[Problem requirements]: Retype the items from the line with "The service MUST place one dot on the player's face, one" to the line with "x=264, y=92", both included, with no changes.

** Start of Excerpted records **

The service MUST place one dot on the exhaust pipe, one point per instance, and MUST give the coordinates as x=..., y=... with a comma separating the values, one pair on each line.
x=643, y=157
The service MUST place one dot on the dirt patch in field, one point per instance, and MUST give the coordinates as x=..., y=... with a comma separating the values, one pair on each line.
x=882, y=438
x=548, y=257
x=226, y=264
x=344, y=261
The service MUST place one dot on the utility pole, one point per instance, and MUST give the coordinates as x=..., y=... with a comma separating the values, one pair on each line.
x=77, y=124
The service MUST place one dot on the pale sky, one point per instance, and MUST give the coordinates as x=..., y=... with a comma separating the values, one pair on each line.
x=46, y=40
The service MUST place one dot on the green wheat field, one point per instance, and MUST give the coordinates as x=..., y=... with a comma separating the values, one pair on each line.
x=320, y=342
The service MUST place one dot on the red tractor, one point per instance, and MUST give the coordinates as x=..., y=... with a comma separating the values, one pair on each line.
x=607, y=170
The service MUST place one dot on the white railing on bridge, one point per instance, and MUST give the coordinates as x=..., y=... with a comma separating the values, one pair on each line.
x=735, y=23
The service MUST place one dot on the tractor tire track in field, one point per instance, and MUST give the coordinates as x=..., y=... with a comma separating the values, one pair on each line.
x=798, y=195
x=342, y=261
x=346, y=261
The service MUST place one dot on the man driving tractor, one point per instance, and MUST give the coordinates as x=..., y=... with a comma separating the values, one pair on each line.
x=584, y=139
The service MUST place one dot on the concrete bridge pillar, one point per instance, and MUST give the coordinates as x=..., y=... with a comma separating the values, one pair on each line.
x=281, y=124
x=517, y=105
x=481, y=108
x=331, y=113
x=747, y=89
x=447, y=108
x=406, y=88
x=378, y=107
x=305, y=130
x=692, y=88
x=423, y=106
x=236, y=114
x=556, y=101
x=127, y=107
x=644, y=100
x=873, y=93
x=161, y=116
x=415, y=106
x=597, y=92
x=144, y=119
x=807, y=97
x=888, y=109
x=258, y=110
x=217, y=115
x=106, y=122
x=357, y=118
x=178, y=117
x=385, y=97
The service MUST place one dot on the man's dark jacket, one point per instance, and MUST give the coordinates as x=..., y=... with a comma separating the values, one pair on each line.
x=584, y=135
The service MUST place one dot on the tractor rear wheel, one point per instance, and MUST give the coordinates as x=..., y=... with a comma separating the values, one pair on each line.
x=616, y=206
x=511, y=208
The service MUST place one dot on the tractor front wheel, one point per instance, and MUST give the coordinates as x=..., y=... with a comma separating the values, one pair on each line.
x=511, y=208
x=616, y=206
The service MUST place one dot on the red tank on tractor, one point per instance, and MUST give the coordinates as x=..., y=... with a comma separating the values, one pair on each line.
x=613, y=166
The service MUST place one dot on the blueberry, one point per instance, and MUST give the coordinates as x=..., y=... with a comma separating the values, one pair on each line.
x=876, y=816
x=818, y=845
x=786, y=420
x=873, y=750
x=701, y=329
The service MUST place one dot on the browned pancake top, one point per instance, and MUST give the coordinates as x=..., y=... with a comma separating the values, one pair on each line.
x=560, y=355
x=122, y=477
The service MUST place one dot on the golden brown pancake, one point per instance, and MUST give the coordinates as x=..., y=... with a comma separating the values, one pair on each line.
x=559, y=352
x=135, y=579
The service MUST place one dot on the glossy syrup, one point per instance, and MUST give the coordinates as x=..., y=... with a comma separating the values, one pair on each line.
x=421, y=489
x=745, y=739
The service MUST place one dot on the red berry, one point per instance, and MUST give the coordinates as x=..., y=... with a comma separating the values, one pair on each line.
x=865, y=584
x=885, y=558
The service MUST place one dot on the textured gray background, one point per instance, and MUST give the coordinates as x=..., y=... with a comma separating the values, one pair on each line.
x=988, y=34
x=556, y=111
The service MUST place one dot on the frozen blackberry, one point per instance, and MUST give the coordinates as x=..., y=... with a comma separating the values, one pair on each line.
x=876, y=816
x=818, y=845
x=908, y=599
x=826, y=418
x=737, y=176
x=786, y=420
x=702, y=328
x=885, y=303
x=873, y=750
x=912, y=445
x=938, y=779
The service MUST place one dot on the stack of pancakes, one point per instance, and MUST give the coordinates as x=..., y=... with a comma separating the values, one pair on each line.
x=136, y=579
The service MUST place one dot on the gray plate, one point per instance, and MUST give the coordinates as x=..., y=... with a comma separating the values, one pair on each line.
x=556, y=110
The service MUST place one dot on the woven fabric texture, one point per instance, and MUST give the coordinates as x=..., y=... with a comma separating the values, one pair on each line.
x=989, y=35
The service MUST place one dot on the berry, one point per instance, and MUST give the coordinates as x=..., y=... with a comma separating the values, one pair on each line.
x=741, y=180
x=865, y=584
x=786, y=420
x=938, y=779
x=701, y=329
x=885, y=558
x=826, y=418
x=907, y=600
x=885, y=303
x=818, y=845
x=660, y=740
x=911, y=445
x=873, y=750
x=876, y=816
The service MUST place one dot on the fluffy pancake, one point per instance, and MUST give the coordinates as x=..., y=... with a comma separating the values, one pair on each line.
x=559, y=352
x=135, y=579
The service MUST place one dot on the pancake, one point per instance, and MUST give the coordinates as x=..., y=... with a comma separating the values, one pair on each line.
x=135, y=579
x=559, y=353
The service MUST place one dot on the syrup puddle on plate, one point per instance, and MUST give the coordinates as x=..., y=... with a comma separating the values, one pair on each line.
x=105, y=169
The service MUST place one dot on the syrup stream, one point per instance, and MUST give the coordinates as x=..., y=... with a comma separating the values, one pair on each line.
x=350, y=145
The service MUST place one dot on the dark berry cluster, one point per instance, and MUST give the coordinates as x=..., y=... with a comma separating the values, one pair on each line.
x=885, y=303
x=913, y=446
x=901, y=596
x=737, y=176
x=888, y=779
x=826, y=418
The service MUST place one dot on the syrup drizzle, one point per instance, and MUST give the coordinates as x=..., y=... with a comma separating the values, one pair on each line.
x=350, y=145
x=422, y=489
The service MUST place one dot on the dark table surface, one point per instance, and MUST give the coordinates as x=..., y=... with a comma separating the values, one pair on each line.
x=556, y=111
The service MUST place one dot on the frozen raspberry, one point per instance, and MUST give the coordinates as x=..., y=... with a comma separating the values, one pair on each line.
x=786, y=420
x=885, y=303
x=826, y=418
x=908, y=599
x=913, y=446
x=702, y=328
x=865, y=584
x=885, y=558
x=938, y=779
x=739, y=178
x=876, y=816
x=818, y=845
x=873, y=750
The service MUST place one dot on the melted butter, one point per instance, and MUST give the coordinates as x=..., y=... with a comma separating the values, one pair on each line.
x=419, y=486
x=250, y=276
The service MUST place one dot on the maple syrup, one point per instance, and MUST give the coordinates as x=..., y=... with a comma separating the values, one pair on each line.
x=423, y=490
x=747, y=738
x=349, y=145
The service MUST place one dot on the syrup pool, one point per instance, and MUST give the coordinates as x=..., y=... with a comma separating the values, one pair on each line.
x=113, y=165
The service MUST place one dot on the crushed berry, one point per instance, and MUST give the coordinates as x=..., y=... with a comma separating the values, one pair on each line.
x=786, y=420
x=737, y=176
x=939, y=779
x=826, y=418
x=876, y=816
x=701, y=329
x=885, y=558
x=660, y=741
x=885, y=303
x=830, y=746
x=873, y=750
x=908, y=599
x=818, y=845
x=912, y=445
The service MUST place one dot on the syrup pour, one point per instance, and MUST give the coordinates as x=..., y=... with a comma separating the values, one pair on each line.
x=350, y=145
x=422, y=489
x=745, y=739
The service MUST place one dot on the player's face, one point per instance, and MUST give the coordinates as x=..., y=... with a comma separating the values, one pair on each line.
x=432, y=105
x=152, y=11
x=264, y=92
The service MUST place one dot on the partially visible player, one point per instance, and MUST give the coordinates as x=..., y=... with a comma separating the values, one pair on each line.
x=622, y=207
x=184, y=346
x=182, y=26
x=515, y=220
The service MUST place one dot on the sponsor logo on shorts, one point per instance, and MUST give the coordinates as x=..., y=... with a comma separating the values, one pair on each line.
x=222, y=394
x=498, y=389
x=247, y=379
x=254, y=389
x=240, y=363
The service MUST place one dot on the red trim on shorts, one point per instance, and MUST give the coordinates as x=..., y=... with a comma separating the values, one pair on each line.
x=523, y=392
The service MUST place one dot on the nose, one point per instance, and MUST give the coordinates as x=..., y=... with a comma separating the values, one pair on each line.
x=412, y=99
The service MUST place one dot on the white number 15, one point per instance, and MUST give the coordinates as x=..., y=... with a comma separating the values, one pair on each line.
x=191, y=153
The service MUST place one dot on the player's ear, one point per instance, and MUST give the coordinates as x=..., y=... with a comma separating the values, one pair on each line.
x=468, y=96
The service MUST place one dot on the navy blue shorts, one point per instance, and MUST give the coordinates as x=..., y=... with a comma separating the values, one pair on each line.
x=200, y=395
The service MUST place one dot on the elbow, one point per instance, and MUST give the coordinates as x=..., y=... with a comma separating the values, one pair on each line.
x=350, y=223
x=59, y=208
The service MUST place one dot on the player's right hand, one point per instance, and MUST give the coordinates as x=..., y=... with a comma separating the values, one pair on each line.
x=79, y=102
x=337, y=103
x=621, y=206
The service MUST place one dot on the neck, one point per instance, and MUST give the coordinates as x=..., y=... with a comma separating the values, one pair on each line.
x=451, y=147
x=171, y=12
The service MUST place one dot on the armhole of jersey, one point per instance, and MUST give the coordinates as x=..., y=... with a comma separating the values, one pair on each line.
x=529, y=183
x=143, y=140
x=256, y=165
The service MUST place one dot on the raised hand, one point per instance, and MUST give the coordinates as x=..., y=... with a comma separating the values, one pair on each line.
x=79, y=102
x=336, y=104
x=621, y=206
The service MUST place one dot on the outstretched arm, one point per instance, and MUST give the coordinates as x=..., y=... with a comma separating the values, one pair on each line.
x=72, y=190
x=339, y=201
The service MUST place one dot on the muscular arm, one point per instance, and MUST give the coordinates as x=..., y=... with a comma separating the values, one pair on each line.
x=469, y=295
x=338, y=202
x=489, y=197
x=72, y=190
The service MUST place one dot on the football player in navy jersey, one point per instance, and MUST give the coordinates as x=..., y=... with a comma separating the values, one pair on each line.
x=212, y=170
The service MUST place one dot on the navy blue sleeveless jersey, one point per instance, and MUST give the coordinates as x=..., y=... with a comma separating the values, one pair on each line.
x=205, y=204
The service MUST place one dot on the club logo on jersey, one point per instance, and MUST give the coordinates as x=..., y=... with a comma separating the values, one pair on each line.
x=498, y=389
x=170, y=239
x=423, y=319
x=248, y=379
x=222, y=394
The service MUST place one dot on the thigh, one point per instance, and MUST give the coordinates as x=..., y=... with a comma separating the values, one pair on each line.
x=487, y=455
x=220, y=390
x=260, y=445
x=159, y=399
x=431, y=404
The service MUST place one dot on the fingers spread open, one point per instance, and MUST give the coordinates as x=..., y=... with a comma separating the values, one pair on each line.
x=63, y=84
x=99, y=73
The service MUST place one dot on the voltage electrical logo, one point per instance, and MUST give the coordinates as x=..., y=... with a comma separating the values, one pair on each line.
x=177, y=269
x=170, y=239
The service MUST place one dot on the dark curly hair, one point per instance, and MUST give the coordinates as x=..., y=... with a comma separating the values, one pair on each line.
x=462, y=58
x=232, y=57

** End of Excerpted records **

[Answer to the task]:
The service MUST place one dot on the player's face, one point per instance, and MUST give the coordinates as x=..., y=... with a comma separating the values, one pair on each line.
x=432, y=105
x=152, y=11
x=264, y=92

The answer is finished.